**LIST OF TASKS**
1. From the EBSCOhost thread, copy the passage from "On Tue, Aug" to "avoiding future breakage?" word for word.
2. According to the EBSCOhost thread, what position does Josh Geller hold?

-- BEGIN SOURCE --

On Tue, Aug 31, 2010 at 4:56 PM, Josh (EP) <jge...@ebscohost.com> wrote:

> Just to introduce myself, my name is Josh Geller, and I am manager of
> EBSCOhost Application Development, responsible for the releases of
> EBSCOhost that have been problematic to Zotero in the past. It was not
> our intent to break Zotero, and I would like to help insure Zotero
> does not break in the future. I am offering my time to give support on
> matters concerning the interface questions, missing forms, looking
> through our source code for answers, etc.

Notwithstanding the immediate issues you're offering to help with, do
you have any thoughts about how to avoiding future breakage?

Bruce

Josh (EP)

unread,
Aug 31, 2010, 8:48:20 PM8/31/10
to zotero-dev
On Aug 31, 7:05 pm, "Bruce D'Arcus" <bdar...@gmail.com> wrote:
> Hi Josh,
>
Two ideas:

First would be for me to completely understand how Zotero is
interacting with the EBSCOhost application. That will allow me to know
if our changes will break your client. Help from this list in where to
start would be good. I have checked out a copy of the 2.0 branch on my
PC and am starting to investigate how to debug Firefox extensions.

Second is to open up our beta testing to the some of the developers in
your group. We do not have an open beta at the moment, but when we do
you will be able to confirm that all features are working correctly
before the rest of the world does.

-- END SOURCE --
-- BEGIN SUPPLIED DATA --

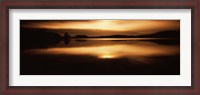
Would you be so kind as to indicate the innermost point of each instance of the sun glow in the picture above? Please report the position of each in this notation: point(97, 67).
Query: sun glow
point(106, 56)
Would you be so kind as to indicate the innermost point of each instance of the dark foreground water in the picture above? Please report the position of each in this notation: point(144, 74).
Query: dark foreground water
point(103, 56)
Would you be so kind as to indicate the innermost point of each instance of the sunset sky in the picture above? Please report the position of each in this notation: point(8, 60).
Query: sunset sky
point(104, 27)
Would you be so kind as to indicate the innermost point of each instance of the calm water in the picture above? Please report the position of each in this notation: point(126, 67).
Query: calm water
point(103, 56)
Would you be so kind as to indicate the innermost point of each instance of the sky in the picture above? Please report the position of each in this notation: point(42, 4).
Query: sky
point(104, 27)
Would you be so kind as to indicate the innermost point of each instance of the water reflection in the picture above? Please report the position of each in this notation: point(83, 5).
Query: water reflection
point(121, 52)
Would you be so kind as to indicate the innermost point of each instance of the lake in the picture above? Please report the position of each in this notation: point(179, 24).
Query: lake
point(103, 56)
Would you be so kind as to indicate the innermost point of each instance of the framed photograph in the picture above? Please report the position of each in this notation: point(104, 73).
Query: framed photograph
point(100, 47)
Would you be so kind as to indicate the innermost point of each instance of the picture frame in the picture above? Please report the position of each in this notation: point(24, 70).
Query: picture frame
point(6, 5)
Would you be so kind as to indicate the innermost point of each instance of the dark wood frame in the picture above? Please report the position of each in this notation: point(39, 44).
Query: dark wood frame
point(99, 4)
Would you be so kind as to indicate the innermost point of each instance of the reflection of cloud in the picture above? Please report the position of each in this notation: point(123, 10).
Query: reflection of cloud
point(131, 26)
point(113, 51)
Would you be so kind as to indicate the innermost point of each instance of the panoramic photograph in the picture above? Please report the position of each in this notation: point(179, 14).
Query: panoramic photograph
point(99, 47)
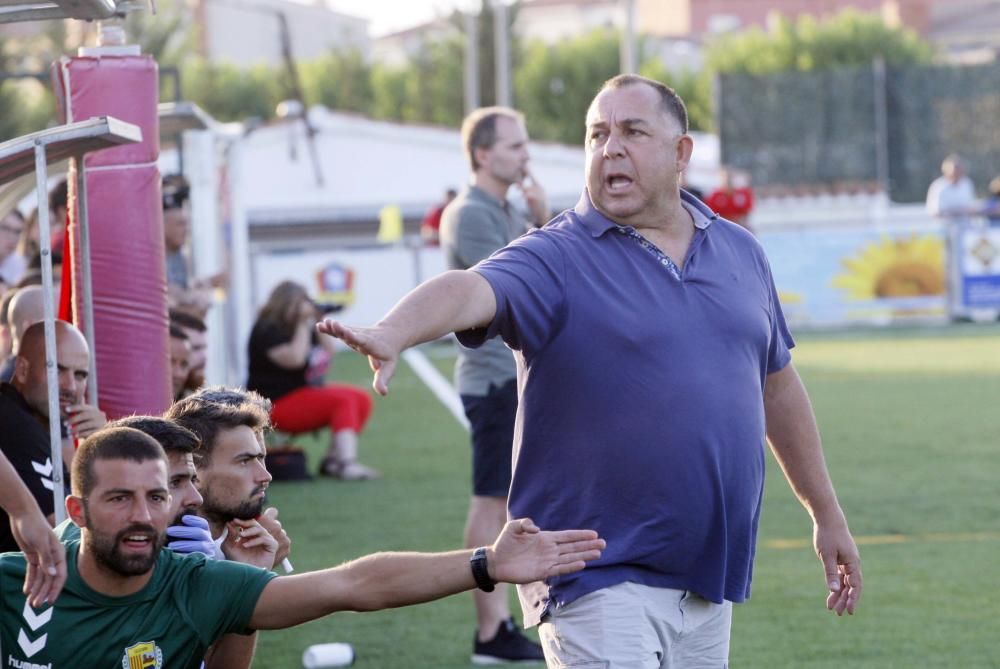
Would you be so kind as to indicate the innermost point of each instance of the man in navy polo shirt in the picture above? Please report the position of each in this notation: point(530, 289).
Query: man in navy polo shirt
point(653, 359)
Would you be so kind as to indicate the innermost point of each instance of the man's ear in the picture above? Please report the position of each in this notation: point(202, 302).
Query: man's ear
point(481, 153)
point(74, 509)
point(685, 147)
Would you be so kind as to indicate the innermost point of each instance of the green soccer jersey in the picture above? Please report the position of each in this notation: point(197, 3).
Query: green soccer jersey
point(187, 605)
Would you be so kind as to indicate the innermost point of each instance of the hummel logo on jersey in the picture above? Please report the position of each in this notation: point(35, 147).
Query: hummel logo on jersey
point(25, 664)
point(28, 646)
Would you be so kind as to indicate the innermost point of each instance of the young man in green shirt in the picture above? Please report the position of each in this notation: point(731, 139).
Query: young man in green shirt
point(128, 603)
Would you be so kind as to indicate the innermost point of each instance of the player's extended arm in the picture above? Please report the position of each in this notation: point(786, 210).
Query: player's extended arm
point(521, 554)
point(794, 437)
point(45, 556)
point(451, 302)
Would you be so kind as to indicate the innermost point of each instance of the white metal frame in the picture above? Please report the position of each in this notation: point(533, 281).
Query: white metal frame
point(33, 152)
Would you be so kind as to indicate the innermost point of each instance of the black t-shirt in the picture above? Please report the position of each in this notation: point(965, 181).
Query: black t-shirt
point(266, 377)
point(24, 439)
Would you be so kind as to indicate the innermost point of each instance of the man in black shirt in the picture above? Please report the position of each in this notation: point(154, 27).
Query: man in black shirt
point(24, 412)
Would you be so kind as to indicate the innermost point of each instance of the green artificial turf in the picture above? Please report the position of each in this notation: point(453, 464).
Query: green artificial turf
point(911, 426)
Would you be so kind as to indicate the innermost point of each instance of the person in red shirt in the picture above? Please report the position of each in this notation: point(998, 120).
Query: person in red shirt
point(431, 225)
point(732, 202)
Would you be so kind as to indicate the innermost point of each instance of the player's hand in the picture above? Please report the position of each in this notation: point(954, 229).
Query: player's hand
point(269, 521)
point(842, 565)
point(376, 342)
point(524, 553)
point(534, 197)
point(84, 420)
point(248, 542)
point(44, 554)
point(192, 536)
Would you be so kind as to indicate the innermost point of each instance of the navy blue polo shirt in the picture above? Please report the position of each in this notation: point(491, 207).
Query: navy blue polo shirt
point(641, 408)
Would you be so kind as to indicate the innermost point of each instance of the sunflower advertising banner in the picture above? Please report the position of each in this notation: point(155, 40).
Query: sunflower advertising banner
point(829, 277)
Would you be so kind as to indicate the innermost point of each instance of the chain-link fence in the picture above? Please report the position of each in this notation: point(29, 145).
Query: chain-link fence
point(877, 126)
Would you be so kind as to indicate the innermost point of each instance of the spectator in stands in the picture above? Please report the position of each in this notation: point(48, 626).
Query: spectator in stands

-- END SUPPLIED DATA --

**RESPONSES PER TASK**
1.
On Tue, Aug 31, 2010 at 4:56 PM, Josh (EP) <jge...@ebscohost.com> wrote:

> Just to introduce myself, my name is Josh Geller, and I am manager of
> EBSCOhost Application Development, responsible for the releases of
> EBSCOhost that have been problematic to Zotero in the past. It was not
> our intent to break Zotero, and I would like to help insure Zotero
> does not break in the future. I am offering my time to give support on
> matters concerning the interface questions, missing forms, looking
> through our source code for answers, etc.

Notwithstanding the immediate issues you're offering to help with, do
you have any thoughts about how to avoiding future breakage?

2. Manager of EBSCOhost Application Development.